== Excerpted passage ==
------------------------------------------------------------

Guess this is a more of a sad story instead of help needed
We have been away for 7 days .
I did a PWC and cleaned out the canister filter the day before we left and everything was fine. perfect healthy water. Tested on the day we left and 0, 0, 5ppm for nitrates .
Came back last night to find the water cloudy with large spikes in ammonia and nitrite. I could not work out why until noticed the returning volume water was a lot smaller that it should be. at around 150lph (I used a liter jug and timed how long it took to fill)
Sadly on reconnecting the canister filter I had somehow kinked the outflow pipeline - as such the water was only circulating at a fraction of its expected volume for the whole time. Pretty sure the bacteria colony as all but expired due to lack of O2
Terrible rooky mistake. The large calico fantail has suffered the most. seems to lost his protective coating and has gone blind. All in the space of a week. Skin is bloodshot overall looks in a bad way. The redcap seems ok as does the three new chaps.
I feel I have no choice but to euthanize him which is terribly upsetting.
I stupidly did not keep the q tank filter running so I cannot transfer to a spare tank so I'm taking the other 4 to the LFS to keep for me.

------------------------------------------------------------

== Entries provided ==

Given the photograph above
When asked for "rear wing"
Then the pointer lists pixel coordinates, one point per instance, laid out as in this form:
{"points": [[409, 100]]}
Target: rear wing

------------------------------------------------------------

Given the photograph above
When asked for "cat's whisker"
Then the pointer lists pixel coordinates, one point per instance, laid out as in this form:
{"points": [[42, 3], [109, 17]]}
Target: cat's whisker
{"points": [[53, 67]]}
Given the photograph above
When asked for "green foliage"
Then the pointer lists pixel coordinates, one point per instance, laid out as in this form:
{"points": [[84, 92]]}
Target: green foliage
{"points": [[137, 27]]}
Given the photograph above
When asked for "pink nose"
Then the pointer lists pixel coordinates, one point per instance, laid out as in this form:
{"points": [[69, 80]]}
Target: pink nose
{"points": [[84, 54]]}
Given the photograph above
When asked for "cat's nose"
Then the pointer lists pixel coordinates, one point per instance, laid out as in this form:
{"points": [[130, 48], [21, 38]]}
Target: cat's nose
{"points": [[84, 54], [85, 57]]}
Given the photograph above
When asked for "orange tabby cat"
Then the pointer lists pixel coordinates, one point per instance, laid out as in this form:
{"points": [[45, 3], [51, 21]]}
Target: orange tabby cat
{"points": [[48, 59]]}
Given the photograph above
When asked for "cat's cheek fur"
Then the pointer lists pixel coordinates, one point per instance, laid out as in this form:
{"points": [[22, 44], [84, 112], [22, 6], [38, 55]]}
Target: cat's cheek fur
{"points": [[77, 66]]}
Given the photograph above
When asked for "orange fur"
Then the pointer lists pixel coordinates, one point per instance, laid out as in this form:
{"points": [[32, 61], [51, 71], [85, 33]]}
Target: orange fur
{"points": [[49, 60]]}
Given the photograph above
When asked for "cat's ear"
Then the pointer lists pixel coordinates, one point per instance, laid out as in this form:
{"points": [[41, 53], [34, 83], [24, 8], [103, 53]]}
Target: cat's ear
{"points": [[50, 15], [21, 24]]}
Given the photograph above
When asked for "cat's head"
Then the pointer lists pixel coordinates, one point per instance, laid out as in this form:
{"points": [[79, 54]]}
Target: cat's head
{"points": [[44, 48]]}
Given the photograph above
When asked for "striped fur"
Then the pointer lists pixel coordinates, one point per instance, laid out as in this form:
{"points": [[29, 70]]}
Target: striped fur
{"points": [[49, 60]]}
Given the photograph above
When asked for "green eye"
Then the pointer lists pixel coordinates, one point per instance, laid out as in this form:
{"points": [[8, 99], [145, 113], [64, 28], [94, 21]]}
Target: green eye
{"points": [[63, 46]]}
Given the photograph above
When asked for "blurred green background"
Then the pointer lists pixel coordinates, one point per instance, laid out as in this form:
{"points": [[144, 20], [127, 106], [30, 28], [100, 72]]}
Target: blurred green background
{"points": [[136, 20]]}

------------------------------------------------------------

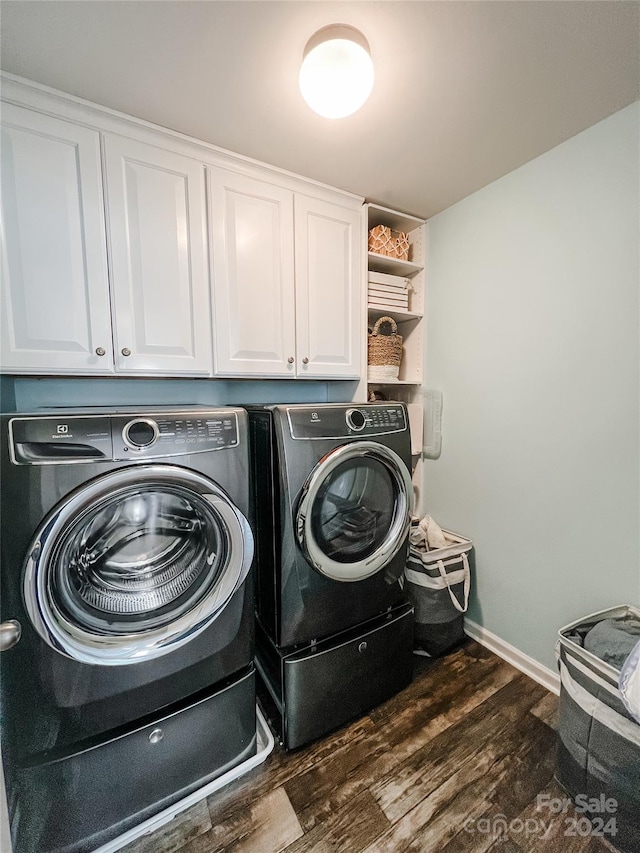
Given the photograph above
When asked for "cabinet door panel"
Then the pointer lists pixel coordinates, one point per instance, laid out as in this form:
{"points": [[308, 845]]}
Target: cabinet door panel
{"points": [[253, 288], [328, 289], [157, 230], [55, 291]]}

------------------------------------------------------------

== Exercise aim ==
Revise the aquarium post: give it again beginning at the words "I did a PWC" and stopping after "took to fill)", with "cloudy" changed to "murky". The material has no connection to the aquarium post.

== Result for this exercise ==
I did a PWC and cleaned out the canister filter the day before we left and everything was fine. perfect healthy water. Tested on the day we left and 0, 0, 5ppm for nitrates .
Came back last night to find the water murky with large spikes in ammonia and nitrite. I could not work out why until noticed the returning volume water was a lot smaller that it should be. at around 150lph (I used a liter jug and timed how long it took to fill)